▶ REQUIRED WORK
Emit the line that holds "[spot] the tall" and all lines following it through the end of the data, verbatim, and nothing else.
** Begin **
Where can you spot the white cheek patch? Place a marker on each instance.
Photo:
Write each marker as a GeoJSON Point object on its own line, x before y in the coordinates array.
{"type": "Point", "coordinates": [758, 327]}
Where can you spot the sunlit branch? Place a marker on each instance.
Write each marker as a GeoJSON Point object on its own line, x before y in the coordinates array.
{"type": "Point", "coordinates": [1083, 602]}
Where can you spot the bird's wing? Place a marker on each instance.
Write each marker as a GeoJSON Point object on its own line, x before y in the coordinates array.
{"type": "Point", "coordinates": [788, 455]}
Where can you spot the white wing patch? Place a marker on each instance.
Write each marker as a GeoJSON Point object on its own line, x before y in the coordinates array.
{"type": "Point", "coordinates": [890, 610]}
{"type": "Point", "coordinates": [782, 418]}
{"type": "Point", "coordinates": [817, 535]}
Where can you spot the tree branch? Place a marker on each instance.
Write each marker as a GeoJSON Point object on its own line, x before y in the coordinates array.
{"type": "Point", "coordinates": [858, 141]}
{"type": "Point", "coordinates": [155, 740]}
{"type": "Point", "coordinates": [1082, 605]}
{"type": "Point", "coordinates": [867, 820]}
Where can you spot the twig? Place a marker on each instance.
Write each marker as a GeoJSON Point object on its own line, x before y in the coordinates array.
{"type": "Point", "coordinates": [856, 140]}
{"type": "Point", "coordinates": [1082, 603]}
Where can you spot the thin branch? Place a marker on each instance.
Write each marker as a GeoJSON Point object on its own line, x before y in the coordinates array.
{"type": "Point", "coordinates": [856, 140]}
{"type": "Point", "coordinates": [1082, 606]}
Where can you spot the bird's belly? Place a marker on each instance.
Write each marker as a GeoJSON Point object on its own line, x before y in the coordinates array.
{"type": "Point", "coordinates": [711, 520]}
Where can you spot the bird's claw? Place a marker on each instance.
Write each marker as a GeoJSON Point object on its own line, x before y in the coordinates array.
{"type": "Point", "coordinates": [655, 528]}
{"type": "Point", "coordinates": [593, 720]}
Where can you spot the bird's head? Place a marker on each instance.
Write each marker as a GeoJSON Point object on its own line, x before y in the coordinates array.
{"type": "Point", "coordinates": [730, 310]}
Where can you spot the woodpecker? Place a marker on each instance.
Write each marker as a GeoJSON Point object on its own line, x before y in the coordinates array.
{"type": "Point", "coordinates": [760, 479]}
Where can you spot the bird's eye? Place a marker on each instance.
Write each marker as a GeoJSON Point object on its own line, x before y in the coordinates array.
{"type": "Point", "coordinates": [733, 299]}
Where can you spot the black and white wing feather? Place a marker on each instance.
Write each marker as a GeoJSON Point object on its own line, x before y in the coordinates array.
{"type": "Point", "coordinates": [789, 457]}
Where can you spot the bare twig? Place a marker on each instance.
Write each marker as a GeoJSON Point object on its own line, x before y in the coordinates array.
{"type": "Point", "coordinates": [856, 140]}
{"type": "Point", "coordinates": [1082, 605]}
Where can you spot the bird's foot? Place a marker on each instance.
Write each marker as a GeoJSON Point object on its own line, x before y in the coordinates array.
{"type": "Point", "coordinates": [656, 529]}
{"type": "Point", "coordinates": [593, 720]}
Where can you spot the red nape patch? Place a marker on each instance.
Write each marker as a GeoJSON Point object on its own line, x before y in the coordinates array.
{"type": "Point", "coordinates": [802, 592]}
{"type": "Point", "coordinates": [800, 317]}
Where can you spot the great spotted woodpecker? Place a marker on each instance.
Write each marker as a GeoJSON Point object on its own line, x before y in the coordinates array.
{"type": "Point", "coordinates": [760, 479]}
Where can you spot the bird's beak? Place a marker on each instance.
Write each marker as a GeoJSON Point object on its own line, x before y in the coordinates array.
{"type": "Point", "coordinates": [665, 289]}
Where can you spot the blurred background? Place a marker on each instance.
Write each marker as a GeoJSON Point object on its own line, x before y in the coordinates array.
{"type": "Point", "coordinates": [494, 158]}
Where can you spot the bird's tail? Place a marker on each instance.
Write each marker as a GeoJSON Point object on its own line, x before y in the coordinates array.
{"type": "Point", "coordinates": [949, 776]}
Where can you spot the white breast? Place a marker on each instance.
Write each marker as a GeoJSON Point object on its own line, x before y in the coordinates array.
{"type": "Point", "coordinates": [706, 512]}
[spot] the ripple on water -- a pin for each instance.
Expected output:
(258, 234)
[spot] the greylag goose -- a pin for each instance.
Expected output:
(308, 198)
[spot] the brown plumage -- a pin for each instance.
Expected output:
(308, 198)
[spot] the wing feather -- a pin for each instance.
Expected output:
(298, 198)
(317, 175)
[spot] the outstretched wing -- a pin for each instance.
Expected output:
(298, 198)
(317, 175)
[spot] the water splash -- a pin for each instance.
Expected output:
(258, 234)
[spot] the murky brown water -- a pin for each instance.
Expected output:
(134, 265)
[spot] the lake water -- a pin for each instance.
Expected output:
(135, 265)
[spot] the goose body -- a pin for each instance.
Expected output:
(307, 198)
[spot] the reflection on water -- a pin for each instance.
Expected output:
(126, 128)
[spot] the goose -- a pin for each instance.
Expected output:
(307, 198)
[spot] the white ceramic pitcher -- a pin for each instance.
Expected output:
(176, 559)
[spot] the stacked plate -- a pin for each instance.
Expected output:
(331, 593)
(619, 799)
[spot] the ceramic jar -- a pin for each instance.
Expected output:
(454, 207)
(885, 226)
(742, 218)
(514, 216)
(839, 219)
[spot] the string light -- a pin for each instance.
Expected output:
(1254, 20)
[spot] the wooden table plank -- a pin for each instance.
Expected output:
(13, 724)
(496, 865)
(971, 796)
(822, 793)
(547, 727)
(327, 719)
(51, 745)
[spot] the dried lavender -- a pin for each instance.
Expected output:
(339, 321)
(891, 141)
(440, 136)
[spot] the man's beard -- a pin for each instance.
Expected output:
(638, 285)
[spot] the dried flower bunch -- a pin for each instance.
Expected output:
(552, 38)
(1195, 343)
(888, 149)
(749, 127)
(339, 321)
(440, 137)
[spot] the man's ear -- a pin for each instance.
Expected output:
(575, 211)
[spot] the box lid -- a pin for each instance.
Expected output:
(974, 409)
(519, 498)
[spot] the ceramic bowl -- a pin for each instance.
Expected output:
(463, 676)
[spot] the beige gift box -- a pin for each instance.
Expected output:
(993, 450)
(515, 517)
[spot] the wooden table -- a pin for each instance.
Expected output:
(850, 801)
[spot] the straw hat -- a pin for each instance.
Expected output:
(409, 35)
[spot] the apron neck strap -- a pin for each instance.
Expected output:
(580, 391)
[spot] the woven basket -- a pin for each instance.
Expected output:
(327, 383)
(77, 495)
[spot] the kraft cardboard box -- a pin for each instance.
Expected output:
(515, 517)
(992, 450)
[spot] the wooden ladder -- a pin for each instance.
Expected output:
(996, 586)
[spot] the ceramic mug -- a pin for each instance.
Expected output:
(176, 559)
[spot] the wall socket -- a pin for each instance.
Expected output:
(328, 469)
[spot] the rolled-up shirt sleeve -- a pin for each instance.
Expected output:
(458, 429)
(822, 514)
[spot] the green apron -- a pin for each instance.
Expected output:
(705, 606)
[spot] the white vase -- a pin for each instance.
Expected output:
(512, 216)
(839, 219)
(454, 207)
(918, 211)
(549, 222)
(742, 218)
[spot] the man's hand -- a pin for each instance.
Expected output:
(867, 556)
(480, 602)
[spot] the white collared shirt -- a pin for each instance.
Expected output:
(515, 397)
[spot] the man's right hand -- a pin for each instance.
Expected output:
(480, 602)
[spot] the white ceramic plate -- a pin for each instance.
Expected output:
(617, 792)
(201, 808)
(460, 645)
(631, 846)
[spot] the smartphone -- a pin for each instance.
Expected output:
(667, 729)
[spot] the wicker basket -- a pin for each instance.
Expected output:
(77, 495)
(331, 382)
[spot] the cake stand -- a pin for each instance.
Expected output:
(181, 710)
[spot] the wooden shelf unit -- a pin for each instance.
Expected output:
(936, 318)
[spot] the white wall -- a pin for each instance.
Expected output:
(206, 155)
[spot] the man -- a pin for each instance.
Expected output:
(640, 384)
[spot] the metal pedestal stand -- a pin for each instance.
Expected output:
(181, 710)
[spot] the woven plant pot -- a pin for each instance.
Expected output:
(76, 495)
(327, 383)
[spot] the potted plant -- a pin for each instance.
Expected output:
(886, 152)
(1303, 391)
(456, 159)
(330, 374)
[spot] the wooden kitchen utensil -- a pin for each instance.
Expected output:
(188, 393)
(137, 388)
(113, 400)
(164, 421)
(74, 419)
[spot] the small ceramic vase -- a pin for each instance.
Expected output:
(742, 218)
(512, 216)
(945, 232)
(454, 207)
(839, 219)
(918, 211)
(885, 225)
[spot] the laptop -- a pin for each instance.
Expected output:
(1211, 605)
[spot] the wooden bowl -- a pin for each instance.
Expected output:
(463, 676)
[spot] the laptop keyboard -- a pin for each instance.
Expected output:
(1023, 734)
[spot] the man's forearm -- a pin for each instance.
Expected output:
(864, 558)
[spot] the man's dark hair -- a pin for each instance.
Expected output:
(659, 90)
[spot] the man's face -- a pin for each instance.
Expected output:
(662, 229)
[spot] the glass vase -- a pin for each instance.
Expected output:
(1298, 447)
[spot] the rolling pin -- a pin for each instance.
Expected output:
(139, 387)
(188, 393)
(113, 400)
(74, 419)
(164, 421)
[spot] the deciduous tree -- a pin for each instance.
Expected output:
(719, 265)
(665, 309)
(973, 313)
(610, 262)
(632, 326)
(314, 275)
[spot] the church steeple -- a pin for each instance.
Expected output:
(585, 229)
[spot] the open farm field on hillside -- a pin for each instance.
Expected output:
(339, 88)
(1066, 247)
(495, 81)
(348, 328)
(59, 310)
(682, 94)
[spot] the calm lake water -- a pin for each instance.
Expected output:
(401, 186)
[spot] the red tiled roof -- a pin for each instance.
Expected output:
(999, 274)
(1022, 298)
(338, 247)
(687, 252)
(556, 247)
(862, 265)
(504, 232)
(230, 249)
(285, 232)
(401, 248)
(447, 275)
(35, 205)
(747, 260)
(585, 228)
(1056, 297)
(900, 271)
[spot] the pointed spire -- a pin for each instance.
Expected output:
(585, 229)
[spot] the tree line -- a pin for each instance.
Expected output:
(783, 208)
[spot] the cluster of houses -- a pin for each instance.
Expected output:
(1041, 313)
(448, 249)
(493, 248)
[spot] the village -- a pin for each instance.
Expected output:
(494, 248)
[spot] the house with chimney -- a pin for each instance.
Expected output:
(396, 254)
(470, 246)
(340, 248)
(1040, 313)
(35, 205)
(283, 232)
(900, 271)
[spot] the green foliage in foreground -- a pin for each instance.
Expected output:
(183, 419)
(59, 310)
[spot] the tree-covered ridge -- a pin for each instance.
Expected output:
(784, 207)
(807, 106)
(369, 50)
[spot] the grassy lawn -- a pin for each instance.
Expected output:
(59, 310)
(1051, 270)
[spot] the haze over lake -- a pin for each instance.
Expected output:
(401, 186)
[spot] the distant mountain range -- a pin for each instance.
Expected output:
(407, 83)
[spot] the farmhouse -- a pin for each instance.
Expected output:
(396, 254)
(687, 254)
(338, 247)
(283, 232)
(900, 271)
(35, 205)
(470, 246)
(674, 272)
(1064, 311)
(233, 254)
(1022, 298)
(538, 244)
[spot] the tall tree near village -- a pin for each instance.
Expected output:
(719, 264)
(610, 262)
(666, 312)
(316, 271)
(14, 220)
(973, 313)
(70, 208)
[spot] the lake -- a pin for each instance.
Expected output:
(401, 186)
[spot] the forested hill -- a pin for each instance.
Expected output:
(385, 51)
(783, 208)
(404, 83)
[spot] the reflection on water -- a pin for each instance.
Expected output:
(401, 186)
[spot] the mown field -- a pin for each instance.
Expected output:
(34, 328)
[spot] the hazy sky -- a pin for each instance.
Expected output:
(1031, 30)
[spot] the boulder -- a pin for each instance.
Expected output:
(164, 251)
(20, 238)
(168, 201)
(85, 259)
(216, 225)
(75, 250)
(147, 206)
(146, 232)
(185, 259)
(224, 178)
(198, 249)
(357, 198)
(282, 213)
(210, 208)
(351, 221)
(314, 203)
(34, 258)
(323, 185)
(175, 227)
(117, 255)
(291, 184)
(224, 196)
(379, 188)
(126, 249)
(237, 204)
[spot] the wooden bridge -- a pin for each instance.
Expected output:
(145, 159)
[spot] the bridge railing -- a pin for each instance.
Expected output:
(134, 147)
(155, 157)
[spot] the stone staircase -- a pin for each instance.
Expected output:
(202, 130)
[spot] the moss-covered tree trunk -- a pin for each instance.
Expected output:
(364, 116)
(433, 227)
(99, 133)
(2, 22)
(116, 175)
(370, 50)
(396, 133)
** End **
▶ RESULT
[spot] the tall tree near village -- a pin for each instance.
Expected output:
(719, 264)
(610, 262)
(666, 312)
(316, 271)
(14, 220)
(973, 313)
(70, 208)
[spot] the lake -- a pin for each instance.
Expected output:
(401, 186)
[spot] the forested hill -- a pin for each instance.
Expected output:
(385, 51)
(783, 208)
(404, 83)
[spot] the reflection on water -- a pin for each instance.
Expected output:
(401, 186)
[spot] the mown field -- a pin for each instance.
Expected output:
(34, 328)
[spot] the hazy sky -- a pin for each instance.
Expected output:
(1031, 30)
[spot] the boulder -- a pin for each instance.
Expected output:
(164, 251)
(20, 238)
(168, 201)
(85, 259)
(216, 225)
(75, 250)
(147, 206)
(146, 232)
(185, 259)
(224, 178)
(198, 249)
(357, 198)
(282, 213)
(210, 208)
(351, 221)
(314, 203)
(34, 258)
(323, 185)
(175, 227)
(117, 255)
(291, 184)
(224, 196)
(379, 188)
(126, 249)
(237, 204)
[spot] the wooden bridge -- a pin for each instance.
Expected output:
(145, 159)
[spot] the bridge railing -- a pin for each instance.
Expected output:
(134, 147)
(155, 157)
[spot] the stone staircase -- a pin for each instance.
Expected output:
(202, 130)
[spot] the moss-covered tree trunk -- a pin for each instance.
Expected output:
(364, 116)
(433, 227)
(99, 133)
(2, 22)
(116, 175)
(370, 50)
(396, 133)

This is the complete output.